TASK PROMPT: Your task is to repeat the entries below exactly and to leave their images out.

Collected data entries

___

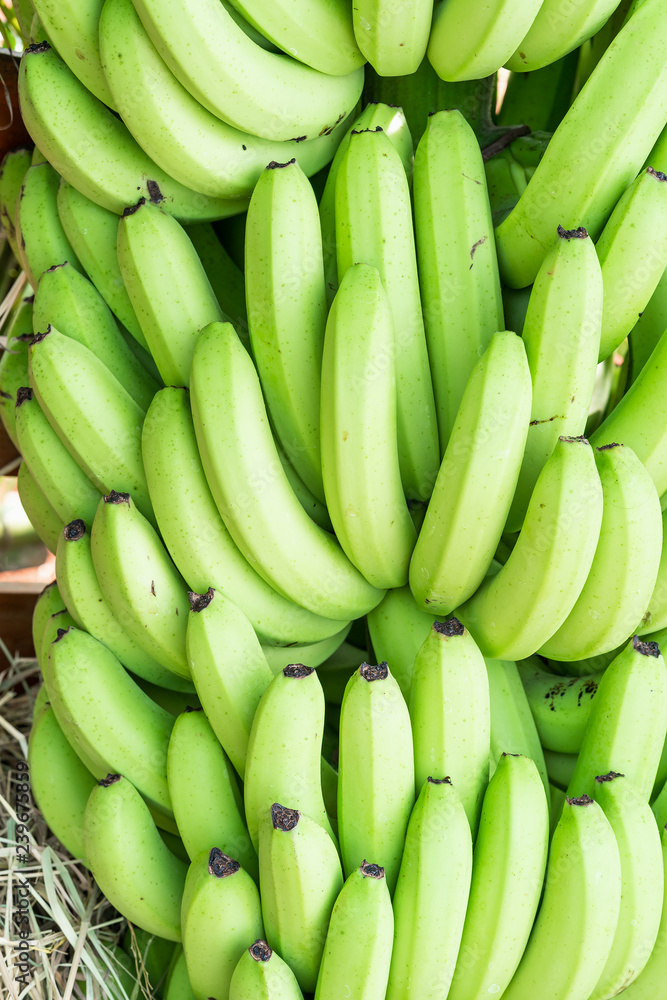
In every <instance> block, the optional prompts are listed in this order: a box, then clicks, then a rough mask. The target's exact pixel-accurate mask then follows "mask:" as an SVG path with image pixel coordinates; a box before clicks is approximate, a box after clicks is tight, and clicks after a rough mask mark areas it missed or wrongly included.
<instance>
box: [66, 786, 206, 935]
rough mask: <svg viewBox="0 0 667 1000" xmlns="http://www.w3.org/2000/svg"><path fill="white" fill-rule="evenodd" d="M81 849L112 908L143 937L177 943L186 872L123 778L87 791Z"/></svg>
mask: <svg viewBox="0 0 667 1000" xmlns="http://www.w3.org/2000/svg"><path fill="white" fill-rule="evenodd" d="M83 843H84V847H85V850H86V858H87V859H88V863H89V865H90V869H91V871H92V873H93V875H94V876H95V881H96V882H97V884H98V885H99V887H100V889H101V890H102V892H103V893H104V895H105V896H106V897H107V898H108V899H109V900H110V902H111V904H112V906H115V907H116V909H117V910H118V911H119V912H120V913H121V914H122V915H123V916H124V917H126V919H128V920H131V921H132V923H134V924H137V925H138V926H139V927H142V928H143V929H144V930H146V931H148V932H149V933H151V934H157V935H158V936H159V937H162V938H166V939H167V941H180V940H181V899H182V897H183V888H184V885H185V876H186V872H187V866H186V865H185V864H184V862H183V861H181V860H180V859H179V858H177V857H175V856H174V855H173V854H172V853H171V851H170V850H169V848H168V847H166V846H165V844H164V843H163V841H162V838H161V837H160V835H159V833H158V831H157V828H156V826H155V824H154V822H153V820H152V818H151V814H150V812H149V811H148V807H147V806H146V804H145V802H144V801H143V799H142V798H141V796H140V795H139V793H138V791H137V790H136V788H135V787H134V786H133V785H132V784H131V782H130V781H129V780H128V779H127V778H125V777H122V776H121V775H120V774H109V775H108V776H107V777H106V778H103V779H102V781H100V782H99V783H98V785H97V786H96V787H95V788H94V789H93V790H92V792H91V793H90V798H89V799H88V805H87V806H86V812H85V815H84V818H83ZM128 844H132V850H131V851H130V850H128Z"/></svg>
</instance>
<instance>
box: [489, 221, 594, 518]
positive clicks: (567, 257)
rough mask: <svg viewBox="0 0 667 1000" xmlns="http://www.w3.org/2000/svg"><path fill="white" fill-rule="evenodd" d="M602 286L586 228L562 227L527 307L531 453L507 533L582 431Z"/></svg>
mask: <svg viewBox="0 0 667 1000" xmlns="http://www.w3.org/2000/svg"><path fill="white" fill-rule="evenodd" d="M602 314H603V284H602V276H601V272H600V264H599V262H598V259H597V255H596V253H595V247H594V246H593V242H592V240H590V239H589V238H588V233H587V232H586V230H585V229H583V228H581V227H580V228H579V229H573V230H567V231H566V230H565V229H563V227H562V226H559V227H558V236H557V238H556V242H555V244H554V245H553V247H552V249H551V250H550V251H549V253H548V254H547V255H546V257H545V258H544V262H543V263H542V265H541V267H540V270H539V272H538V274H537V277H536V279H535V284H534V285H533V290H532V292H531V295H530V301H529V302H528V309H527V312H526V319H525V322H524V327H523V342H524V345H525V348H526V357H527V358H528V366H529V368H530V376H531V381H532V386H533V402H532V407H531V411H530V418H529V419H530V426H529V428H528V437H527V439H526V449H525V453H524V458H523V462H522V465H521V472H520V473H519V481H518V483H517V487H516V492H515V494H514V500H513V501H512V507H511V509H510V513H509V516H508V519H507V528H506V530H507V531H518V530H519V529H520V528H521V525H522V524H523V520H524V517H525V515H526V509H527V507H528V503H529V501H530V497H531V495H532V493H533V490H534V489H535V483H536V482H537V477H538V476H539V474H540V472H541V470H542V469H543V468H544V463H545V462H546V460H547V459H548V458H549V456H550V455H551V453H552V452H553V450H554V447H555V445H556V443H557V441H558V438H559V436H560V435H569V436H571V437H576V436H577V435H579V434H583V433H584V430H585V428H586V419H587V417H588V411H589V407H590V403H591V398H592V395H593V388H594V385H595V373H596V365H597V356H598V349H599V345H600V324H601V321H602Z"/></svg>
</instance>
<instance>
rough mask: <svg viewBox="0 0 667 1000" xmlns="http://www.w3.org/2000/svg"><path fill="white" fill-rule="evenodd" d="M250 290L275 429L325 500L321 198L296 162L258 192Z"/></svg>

___

TASK RESPONSE:
In every <instance> block, the optional prompts are listed in this order: a box, then clicks, then a rough mask. The target's exact pixel-accurate mask then follows "mask:" as an SVG path with image pixel coordinates; a box before clicks is approximate, a box after clicks is tight, and clicks after a rough mask mark areas it missed or wrongly included.
<instance>
box: [66, 786, 206, 935]
rough mask: <svg viewBox="0 0 667 1000" xmlns="http://www.w3.org/2000/svg"><path fill="white" fill-rule="evenodd" d="M81 849L112 908L143 937L177 943L186 872L123 778L87 791Z"/></svg>
mask: <svg viewBox="0 0 667 1000" xmlns="http://www.w3.org/2000/svg"><path fill="white" fill-rule="evenodd" d="M83 843H84V847H85V850H86V858H87V859H88V863H89V865H90V869H91V871H92V873H93V875H94V876H95V881H96V882H97V884H98V885H99V887H100V889H101V890H102V892H103V893H104V895H105V896H106V897H107V898H108V899H109V900H110V902H111V904H112V906H115V907H116V909H117V910H118V911H119V912H120V913H121V914H122V915H123V916H124V917H126V919H128V920H131V921H132V923H134V924H137V925H138V926H139V927H142V928H143V929H144V930H146V931H148V932H149V933H151V934H157V935H158V936H159V937H162V938H166V939H167V941H180V940H181V899H182V897H183V888H184V885H185V876H186V872H187V866H186V865H185V864H184V862H183V861H181V860H180V859H179V858H177V857H175V856H174V855H173V854H172V853H171V851H170V850H169V848H168V847H166V846H165V844H164V843H163V841H162V838H161V837H160V835H159V833H158V831H157V828H156V826H155V824H154V822H153V820H152V818H151V814H150V812H149V811H148V807H147V806H146V804H145V802H144V801H143V799H142V798H141V796H140V795H139V793H138V791H137V790H136V788H135V787H134V786H133V785H132V784H131V782H130V781H129V780H128V779H127V778H125V777H122V776H121V775H120V774H109V775H108V776H107V777H106V778H103V779H102V781H100V782H99V783H98V785H97V786H96V787H95V788H94V789H93V790H92V792H91V793H90V798H89V799H88V805H87V806H86V812H85V815H84V818H83ZM128 844H132V850H131V851H130V850H128Z"/></svg>
</instance>
<instance>
box: [489, 221, 594, 518]
positive clicks: (567, 257)
rough mask: <svg viewBox="0 0 667 1000" xmlns="http://www.w3.org/2000/svg"><path fill="white" fill-rule="evenodd" d="M602 286L586 228L562 227L527 307L531 453L507 533L582 431Z"/></svg>
mask: <svg viewBox="0 0 667 1000" xmlns="http://www.w3.org/2000/svg"><path fill="white" fill-rule="evenodd" d="M602 314H603V284H602V276H601V272H600V264H599V262H598V259H597V255H596V253H595V247H594V246H593V242H592V240H590V239H589V238H588V233H587V232H586V230H585V229H583V228H581V227H580V228H579V229H573V230H567V231H566V230H565V229H563V227H562V226H559V227H558V236H557V238H556V242H555V244H554V245H553V247H552V249H551V250H550V251H549V253H548V254H547V255H546V257H545V258H544V262H543V263H542V265H541V267H540V270H539V272H538V274H537V277H536V279H535V284H534V285H533V290H532V292H531V295H530V301H529V302H528V309H527V312H526V319H525V322H524V327H523V342H524V345H525V348H526V357H527V358H528V366H529V368H530V376H531V381H532V386H533V402H532V407H531V411H530V418H529V419H530V426H529V428H528V437H527V439H526V449H525V453H524V458H523V462H522V465H521V472H520V473H519V481H518V483H517V487H516V492H515V494H514V500H513V501H512V507H511V509H510V513H509V516H508V519H507V528H506V530H507V531H518V530H519V529H520V528H521V525H522V524H523V520H524V517H525V515H526V509H527V507H528V503H529V501H530V497H531V495H532V493H533V490H534V489H535V483H536V482H537V477H538V476H539V474H540V472H541V470H542V469H543V468H544V463H545V462H546V460H547V459H548V458H549V456H550V455H551V453H552V452H553V450H554V447H555V445H556V443H557V441H558V438H559V436H560V435H569V436H571V437H576V436H577V435H579V434H583V433H584V430H585V428H586V419H587V417H588V411H589V407H590V403H591V398H592V395H593V388H594V385H595V373H596V365H597V356H598V349H599V345H600V324H601V321H602Z"/></svg>
</instance>
<instance>
rough mask: <svg viewBox="0 0 667 1000" xmlns="http://www.w3.org/2000/svg"><path fill="white" fill-rule="evenodd" d="M250 290L275 429L325 500L321 198L296 162L258 192Z"/></svg>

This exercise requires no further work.